■ Required work
1. In the article below on the new seminary center, retype the passage from "Updated March 3, 2006" up to and including "the evangelical community.".
2. Condense the paragraph in the article below on the new seminary center that begins "The center will be launched at the April 10-11 trustee meeting" into a short list, keeping its main facts.
3. According to the article below on the new seminary center, for how many years was Bush on the faculty at Southwestern Baptist Theological Seminary?

■ Article
============

Updated March 3, 2006

WAKE FOREST, N.C. (BP)–Southeastern Baptist Theological Seminary President Daniel L. Akin announced to the school’s faculty March 1 the creation of the L. Russ Bush Center for Theology and Culture.

The Center is being named in honor of Bush, 61, the academic vice president/dean of the faculty at Southeastern and one of the leading philosophers and apologists in the Southern Baptist Convention and the evangelical community.

The center will sponsor annual lectureships, conferences and forums, and it will support an apologetics website and provide intensive mentoring in worldview, ethics and apologetics by the Southeastern faculty. All of this will be under the direction of Bush, who leaves his post as academic dean in order to lead the center.

“It is still a shock to me that President Akin would have the confidence in me to ask me to initially lead the work of this new center,” Bush said. “Southeastern’s faculty has wanted to see an emphasis like this for some time, but we could not see how to implement it. Dr. Akin approached me about this and proposed a way not only to do it but to involve me in it. I am grateful to Southeastern for the confidence this shows in me. I hope I will live up to those expectations.”

The center will be launched at the April 10-11 trustee meeting and will anchor the new Paige and Dorothy Patterson Hall. Groundbreaking for Patterson Hall is scheduled for this summer. The $4 million, four-story, 25,300-square-foot building, designed by architectural firm Design Development, also will house faculty offices, a number of new classrooms and doctoral seminar rooms.

A banquet will be held on April 10 honoring Bush and his wife Cindy for their years of commitment to Southern Baptists at large and Southeastern in particular.

“Russ Bush is the premiere philosopher and apologist among Southern Baptists,” Akin said. “No one has contributed more to the discipline of philosophy and apologetics than Russ Bush. This center will be a major focus of this seminary. It will serve as a think tank for theology and apologetics. It will serve as resource for theological and cultural engagement.

“And it is my prayer under the leadership of Russ Bush that an army of Christian apologists will be trained through the center,” Akin said.

Bush, who also is senior professor of philosophy of religion at Southeastern, has been the seminary’s academic dean since the spring of 1989 and has served with four school presidents. He previously was on the faculty at Southwestern Baptist Theological Seminary in Fort Worth, Texas, for 16 years and also has served as president of the Evangelical Theological Society.

============

(Items listed in a dataset)

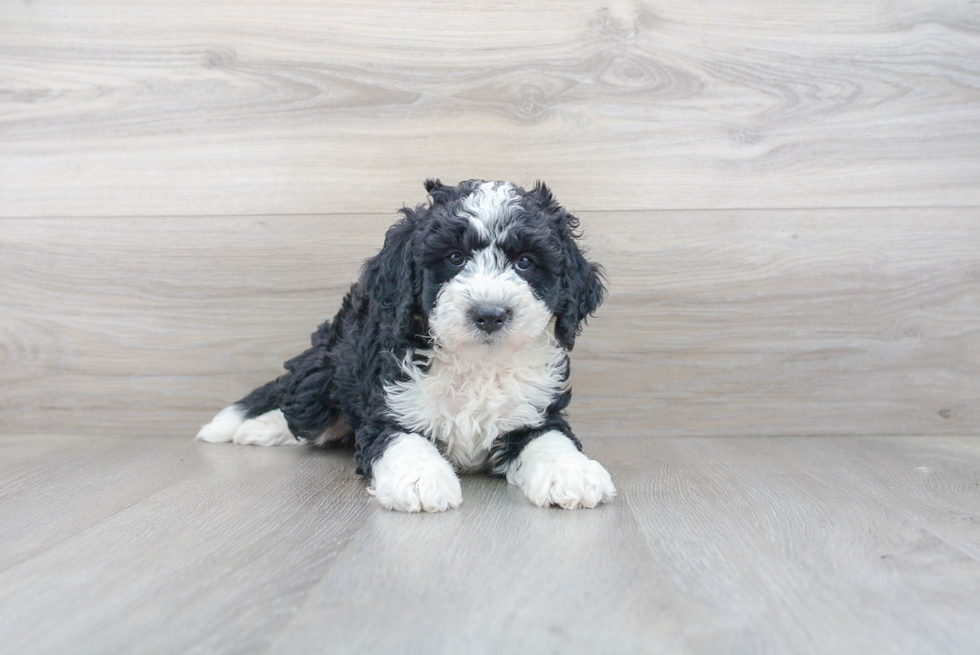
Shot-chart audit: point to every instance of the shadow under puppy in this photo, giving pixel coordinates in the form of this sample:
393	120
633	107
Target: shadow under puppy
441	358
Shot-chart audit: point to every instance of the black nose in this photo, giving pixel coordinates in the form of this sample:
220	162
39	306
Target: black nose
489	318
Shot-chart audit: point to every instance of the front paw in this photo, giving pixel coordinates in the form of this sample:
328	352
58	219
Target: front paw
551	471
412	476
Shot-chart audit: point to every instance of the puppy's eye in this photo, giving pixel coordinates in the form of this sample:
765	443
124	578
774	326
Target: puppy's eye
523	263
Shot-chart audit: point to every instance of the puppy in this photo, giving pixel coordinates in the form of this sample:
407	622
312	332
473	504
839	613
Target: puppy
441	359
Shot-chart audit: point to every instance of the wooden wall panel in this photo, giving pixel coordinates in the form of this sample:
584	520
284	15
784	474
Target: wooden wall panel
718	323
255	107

============

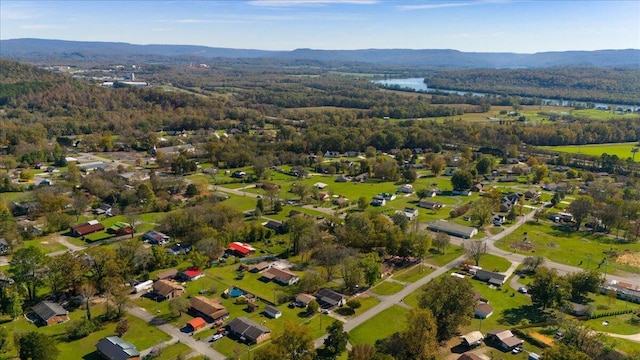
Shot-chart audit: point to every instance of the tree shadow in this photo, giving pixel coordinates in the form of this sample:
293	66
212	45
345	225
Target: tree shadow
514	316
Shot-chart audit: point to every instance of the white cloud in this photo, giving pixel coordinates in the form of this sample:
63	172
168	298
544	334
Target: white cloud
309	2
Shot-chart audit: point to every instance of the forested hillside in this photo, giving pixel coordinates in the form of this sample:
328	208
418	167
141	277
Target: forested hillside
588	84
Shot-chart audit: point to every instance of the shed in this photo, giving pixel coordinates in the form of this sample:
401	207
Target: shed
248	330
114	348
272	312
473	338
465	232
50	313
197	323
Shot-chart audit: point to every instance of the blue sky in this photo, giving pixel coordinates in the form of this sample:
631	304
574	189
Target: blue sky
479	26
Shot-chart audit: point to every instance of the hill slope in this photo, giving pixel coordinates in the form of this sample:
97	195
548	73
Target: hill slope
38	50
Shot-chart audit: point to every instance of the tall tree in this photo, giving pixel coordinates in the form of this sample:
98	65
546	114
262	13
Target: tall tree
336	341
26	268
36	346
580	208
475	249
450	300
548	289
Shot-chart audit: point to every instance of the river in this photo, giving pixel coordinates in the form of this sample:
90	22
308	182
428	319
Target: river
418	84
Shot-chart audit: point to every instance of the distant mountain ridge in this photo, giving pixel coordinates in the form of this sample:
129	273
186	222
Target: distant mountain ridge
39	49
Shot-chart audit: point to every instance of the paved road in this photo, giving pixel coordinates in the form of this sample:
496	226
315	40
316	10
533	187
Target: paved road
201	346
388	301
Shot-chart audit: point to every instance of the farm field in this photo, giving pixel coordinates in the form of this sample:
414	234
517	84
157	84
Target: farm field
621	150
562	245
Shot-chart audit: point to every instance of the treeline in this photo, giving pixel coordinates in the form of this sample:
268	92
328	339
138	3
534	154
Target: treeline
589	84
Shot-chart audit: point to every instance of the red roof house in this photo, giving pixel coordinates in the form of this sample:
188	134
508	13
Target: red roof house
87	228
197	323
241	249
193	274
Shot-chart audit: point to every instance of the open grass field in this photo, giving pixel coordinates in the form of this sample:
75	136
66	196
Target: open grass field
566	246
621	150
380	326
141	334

============

■ Answers
1.
Updated March 3, 2006

WAKE FOREST, N.C. (BP)–Southeastern Baptist Theological Seminary President Daniel L. Akin announced to the school’s faculty March 1 the creation of the L. Russ Bush Center for Theology and Culture.

The Center is being named in honor of Bush, 61, the academic vice president/dean of the faculty at Southeastern and one of the leading philosophers and apologists in the Southern Baptist Convention and the evangelical community.

2.
- The center will launch at the April 10-11 trustee meeting.
- It will anchor the new Paige and Dorothy Patterson Hall.
- Groundbreaking for the hall is scheduled for this summer.
- The building is a $4 million, four-story, 25,300-square-foot structure designed by Design Development.
- It will also house faculty offices, new classrooms and doctoral seminar rooms.

3. 16 years.